Consigna ->
Responda brevemente, a partir del texto sobre la recuperación económica que figura más abajo:
(a) ¿Qué período se da por superado al entrar en la nueva fase de expansión?
(b) ¿Qué llegan a afirmar algunos banqueros y banqueras sobre el país?
(c) ¿Qué dos posibles efectos de la recuperación y reactivación se plantea conocer al final del texto?

Fragmento del texto ->
Se afirma, en la mayoría de los discursos públicos, que estamos iniciando la fase de recuperación económica. Otros, por su parte, se preguntan sobre la velocidad de la misma; y, unos terceros, se interrogan sobre el cómo se asentará dicha reactivación. O sea, nadie duda de que entramos en una nueva fase de expansión, una vez superado el período de confinamiento y de restricciones a la movilidad. Hasta tal punto se está en lo cierto que algunos banqueros y banqueras llegan a afirmar que «nuestro país se va a salir del mapa». Sin embargo, hay otros interrogantes que es preciso auscultar. Me refiero a conocer si la recuperación y reactivación van a suponer un incremento de la desigualdad y un aumento de las discriminaciones geográficas.

Listado proporcionado ->
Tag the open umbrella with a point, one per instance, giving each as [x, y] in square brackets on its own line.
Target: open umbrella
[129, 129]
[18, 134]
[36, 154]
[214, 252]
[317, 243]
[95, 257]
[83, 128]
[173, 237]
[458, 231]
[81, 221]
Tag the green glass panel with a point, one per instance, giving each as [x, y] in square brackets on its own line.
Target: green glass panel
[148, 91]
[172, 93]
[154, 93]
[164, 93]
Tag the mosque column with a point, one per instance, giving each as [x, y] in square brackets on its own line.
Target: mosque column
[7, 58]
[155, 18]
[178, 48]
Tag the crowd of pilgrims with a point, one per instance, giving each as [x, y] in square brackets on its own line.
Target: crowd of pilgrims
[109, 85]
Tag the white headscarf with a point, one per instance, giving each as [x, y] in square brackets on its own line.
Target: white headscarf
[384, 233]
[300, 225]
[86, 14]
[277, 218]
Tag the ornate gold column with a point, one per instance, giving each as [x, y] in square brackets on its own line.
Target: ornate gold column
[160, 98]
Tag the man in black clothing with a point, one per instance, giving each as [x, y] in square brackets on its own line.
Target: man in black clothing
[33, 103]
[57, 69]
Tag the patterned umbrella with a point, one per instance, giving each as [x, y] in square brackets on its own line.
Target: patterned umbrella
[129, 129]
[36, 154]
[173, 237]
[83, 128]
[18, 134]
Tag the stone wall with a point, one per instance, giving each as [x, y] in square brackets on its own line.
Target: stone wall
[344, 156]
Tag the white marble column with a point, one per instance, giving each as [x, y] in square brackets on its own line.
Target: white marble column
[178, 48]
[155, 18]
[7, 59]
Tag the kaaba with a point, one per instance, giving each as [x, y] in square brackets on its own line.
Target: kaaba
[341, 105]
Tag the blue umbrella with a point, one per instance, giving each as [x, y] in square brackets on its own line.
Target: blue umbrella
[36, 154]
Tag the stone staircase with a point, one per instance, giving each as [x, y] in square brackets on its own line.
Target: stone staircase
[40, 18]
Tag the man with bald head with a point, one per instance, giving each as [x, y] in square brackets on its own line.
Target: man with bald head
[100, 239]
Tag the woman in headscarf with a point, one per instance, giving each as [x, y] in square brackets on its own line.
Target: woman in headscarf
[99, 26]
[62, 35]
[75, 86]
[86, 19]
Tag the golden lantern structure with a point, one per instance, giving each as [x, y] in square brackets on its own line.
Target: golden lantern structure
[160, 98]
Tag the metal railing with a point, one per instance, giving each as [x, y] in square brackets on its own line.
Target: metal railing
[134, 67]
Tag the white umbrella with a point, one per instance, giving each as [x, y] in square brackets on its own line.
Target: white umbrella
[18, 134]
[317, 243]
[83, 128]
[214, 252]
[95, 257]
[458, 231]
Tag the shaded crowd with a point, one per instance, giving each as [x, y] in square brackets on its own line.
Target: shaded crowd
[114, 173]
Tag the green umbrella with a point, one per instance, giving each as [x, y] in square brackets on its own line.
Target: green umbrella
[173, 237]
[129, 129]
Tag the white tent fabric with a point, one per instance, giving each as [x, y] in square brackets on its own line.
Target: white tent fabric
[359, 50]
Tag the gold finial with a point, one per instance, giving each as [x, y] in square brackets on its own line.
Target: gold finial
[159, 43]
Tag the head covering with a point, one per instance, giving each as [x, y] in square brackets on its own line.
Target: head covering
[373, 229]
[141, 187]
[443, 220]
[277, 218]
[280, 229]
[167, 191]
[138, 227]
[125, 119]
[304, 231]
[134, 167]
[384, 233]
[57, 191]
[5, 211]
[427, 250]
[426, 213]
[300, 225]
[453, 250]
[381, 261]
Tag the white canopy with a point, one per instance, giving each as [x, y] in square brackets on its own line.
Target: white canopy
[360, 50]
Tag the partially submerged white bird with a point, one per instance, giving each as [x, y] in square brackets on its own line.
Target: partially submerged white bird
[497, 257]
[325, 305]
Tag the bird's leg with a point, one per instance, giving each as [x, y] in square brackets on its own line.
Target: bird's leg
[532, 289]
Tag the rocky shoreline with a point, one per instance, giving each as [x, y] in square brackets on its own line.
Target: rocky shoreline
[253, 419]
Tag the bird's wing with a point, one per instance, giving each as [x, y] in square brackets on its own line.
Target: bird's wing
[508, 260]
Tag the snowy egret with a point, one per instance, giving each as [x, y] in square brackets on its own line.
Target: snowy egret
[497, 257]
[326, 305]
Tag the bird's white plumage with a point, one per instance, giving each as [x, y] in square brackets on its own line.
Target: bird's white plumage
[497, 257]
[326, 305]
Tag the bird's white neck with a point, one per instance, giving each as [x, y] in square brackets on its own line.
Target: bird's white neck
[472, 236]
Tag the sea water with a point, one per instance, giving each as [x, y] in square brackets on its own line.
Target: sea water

Resultado ->
(a) El período de confinamiento y de restricciones a la movilidad.
(b) Que «nuestro país se va a salir del mapa».
(c) Un incremento de la desigualdad y un aumento de las discriminaciones geográficas.